>> BEGIN Task material

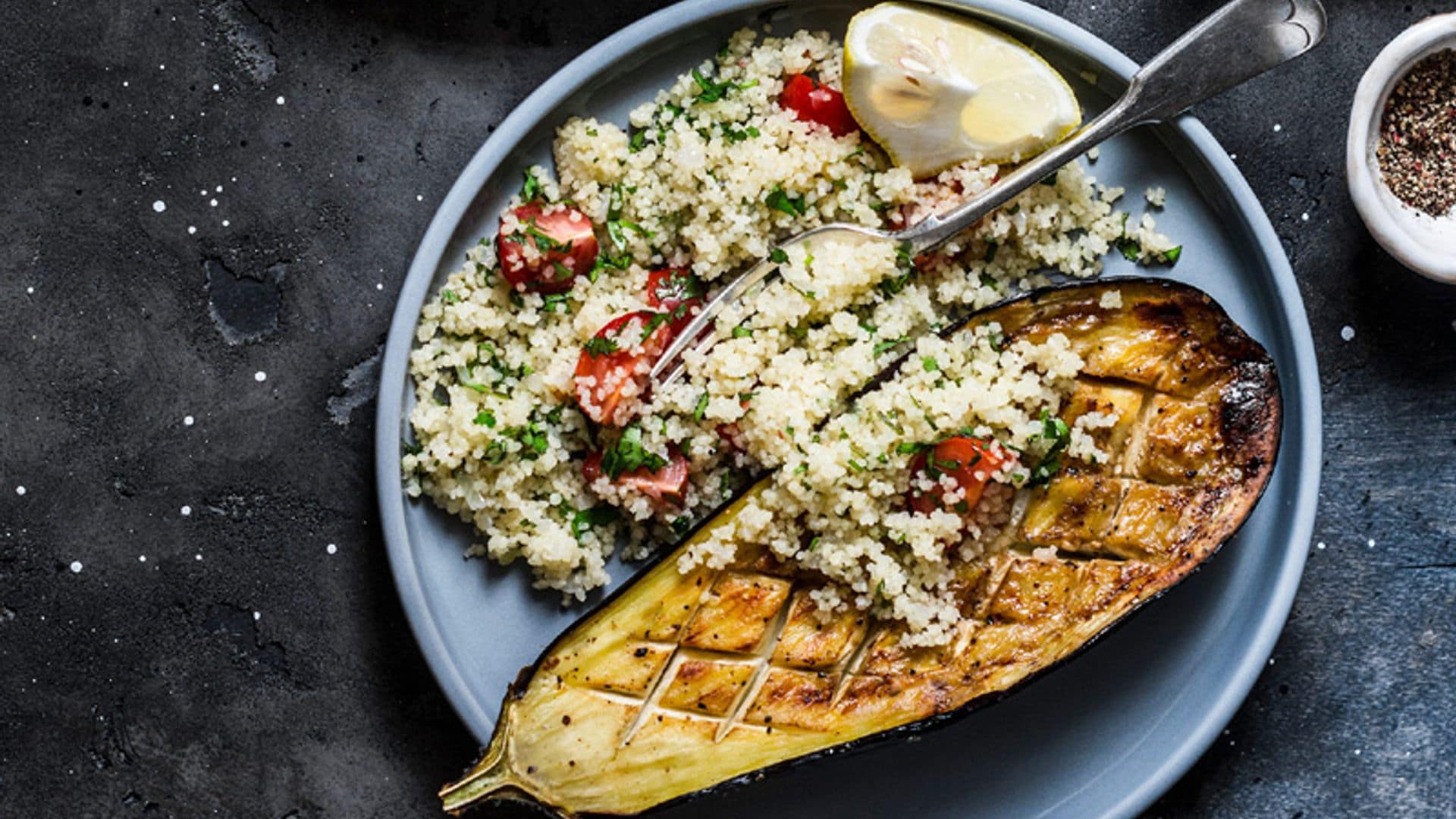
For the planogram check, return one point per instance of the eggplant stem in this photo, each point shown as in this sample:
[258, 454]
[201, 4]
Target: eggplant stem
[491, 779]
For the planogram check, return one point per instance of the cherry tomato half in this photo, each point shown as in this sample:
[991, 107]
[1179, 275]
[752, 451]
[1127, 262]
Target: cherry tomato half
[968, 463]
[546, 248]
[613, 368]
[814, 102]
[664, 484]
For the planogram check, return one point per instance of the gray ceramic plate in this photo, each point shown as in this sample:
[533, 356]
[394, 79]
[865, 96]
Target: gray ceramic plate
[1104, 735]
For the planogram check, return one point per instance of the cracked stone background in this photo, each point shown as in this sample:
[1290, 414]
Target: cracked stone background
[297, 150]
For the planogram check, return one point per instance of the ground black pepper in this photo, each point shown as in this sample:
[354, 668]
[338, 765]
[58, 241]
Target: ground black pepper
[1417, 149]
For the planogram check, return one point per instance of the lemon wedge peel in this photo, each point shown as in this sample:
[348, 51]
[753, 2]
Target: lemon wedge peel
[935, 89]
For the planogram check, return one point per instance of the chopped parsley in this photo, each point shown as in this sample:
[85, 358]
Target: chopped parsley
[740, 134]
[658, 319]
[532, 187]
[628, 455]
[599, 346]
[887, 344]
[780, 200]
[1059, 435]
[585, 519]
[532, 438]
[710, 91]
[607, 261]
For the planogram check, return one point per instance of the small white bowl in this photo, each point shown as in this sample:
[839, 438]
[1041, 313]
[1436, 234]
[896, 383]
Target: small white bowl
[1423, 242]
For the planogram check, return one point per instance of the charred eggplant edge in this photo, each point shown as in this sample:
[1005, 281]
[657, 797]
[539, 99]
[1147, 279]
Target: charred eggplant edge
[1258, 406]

>> END Task material

▶ _Given exercise_
Update all the rows above, replacing "planogram check" with "shelf audit" and leaving everything else as it is. Leave the pictures out of your answer.

▶ _Task response_
For the shelf audit, return one point per instance of the eggplant stem in this photo, each point shown as in this sample:
[258, 454]
[201, 4]
Target: eggplant stem
[491, 779]
For the shelf audit, return one point per instance of the cherry tomato half in this photo, each point shown as in this sample:
[991, 107]
[1179, 275]
[752, 451]
[1127, 262]
Target: cherry tomato half
[968, 463]
[546, 248]
[613, 368]
[814, 102]
[664, 484]
For the shelf audit, return one point per instance of the gray ceramic plate in this photo, each point shown as in this sample:
[533, 356]
[394, 79]
[865, 96]
Target: gray ceramic plate
[1104, 735]
For the shelf audit, return one point per instance of the cracked stone background in this photo, each point shown as in this sample:
[1290, 414]
Target: cracked stone background
[297, 150]
For the shelf audit, return one point per instance of the ground black pepper in this photo, each point shown as in this sample:
[354, 668]
[338, 765]
[58, 241]
Target: ground black pepper
[1417, 149]
For the shelf audit, return one point per instance of the lemon wedge peel in this photo, each point shown as in this sample:
[348, 51]
[753, 2]
Target: lemon wedge peel
[935, 89]
For the shelf audit, return one point per instance of the chopped parsley in this photo, each point shown as in this sample:
[85, 358]
Target: chopped parsley
[740, 134]
[658, 319]
[532, 187]
[628, 455]
[599, 346]
[887, 344]
[780, 200]
[1059, 435]
[585, 519]
[532, 438]
[710, 91]
[607, 261]
For the shelf audit, return one point per instance of the small white bowl in this photo, each point shown as in this sample:
[839, 438]
[1041, 313]
[1436, 234]
[896, 383]
Target: small white bowl
[1423, 242]
For the shelf audit, return one point per instance of the charred eggplant edge in this photo, each point shown as in this sample:
[1005, 281]
[657, 797]
[539, 99]
[1147, 279]
Target: charred eggplant edge
[1258, 406]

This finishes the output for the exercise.